### [TASK OBJECTIVE]
Render each line of the records below as a JSON list of strings, one string per line, with blank lines omitted.

(Rows from an object-pointing dataset)
__________

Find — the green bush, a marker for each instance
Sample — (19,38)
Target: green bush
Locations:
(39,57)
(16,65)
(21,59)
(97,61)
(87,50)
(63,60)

__________

### [WRITTEN REPLY]
[
  "Find — the green bush, a marker for each instance",
  "Sample — (19,38)",
  "Target: green bush",
  "Locations:",
  "(39,57)",
  "(16,65)",
  "(21,59)",
  "(97,61)",
  "(87,50)",
  "(63,60)"
]